*Extracted text*
begin
Nick Cave — who has known more grief than most, having lost his young son and lost his own father at a young age, but has remained an unrelenting guardian of joy — takes up the question of that transmutation on the pages of his altogether magnificent book Faith, Hope and Carnage (public library).

Nick Cave transmuting. (Photograph: Sacha Lecca)

An epoch after Carl Jung examined the relationship between suffering and creativity, he considers “these terrible, devastating opportunities that bring amelioration and transformation”:

Perhaps grief can be seen as a kind of exalted state where the person who is grieving is the closest they will ever be to the fundamental essence of things. Because, in grief, you become deeply acquainted with the idea of human mortality. You go to a very dark place and experience the extremities of your own pain — you are taken to the very limits of suffering. As far as I can see, there is a transformative aspect to this place of suffering. We are essentially altered or remade by it. Now, this process is terrifying, but in time you return to the world with some kind of knowledge that has something to do with our vulnerability as participants in this human drama. Everything seems so fragile and precious and heightened, and the world and the people in it seem so endangered, and yet so beautiful.

In a passage that calls to mind the great Buddhist teacher Pema Chödrön’s insistence that “only to the extent that we expose ourselves over and over to annihilation can that which is indestructible be found in us,” he adds:

Suffering is, by its nature, the primary mechanism of change… It somehow presents us with the opportunity to transform into something else, something different, hopefully something better… This change is not something we necessarily seek out; rather, change is often brought to bear upon us, through a shattering or annihilation of our former selves.

Reflecting on how his son’s death left him feeling unbearably alone and at the same time “swept up in a kind of commonality of human suffering,” he recounts the lifeline of kindness that strangers extended to him and his wife — “points of light” lit up by that silent understanding of suffering we all carry in our marrow, illuminating the deepest truth of human nature that we have been bamboozled into disbelieving:

We began to see, in a profound way, that people were kind. People cared. I know that sounds simplistic, maybe even naïve, but I came to the conclusion that the world wasn’t bad, at all — in fact, what we think of as bad, or as sin, is actually suffering. And that the world is not animated by evil, as we are so often told, but by love, and that, despite the suffering of the world, or maybe in defiance of it, people mostly just cared. I think Susie and I instinctively understood that we needed to move towards this loving force, or perish.
end
*Raw records*
begin
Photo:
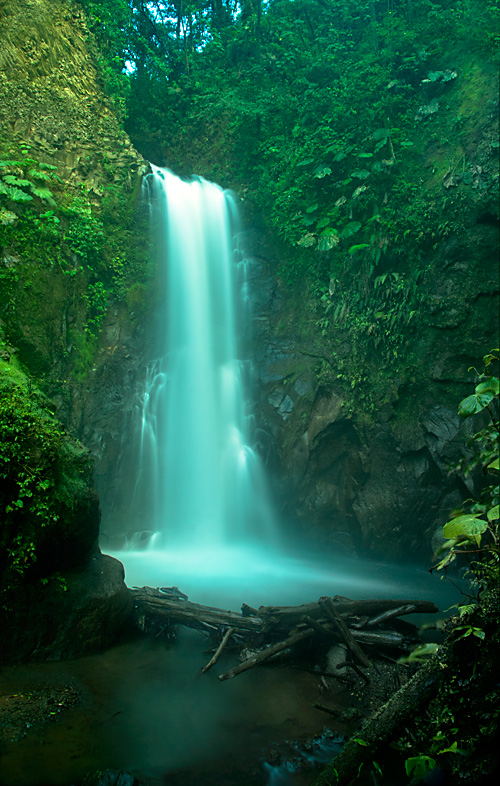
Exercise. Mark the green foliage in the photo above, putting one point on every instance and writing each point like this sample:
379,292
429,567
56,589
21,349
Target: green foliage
418,766
476,533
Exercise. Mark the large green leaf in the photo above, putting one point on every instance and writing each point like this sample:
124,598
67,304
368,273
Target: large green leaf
468,526
307,240
15,194
351,228
16,181
493,513
6,216
39,175
322,171
418,766
359,247
329,238
485,392
41,192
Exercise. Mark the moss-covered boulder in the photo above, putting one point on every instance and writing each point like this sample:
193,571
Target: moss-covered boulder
58,595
end
*Stated task 1*
Summarize the text on Nick Cave and grief in two sentences.
*Stated task 2*
Carry on with the text on Nick Cave and grief, starting right after its last sentence.
The listing plays no part in the work here.

*Response 1*
In Faith, Hope and Carnage, Nick Cave, who lost his young son and lost his own father at a young age, describes grief as a state that brings a person close to the fundamental essence of things and suffering as the primary mechanism of change that alters or remakes us. He recounts how strangers' kindness after his son's death led him to conclude that what we think of as bad is actually suffering and that the world is animated not by evil but by love.

*Response 2*
Art from An Almanac of Birds: 100 Divinations for Uncertain Days, also available as a stand-alone print and as stationery cards.

Pulsating beneath The Red Hand Files — Nick’s soulful almanac of wisdom prompted by questions from fans — is this ongoing yearning to make use of our suffering. He addresses it directly in one issue:

What do we do with suffering? As far as I can see, we have two choices — we either transform our suffering into something else, or we hold on to it, and eventually pass it on.

In order to transform our pain, we must acknowledge that all people suffer. By understanding that suffering is the universal unifying force, we can see people more compassionately, and this goes some way toward helping us forgive the world and ourselves. By acting compassionately we reduce the world’s net suffering, and defiantly rehabilitate the world. It is an alchemical act that transforms pain into beauty. This is good. This is beautiful.

To not transform our suffering and instead transmit our pain to others, in the form of abuse, torture, hatred, misanthropy, cynicism, blaming and victimhood, compounds the world’s suffering. Most sin is simply one person’s suffering passed on to another. This is not good. This is not beautiful.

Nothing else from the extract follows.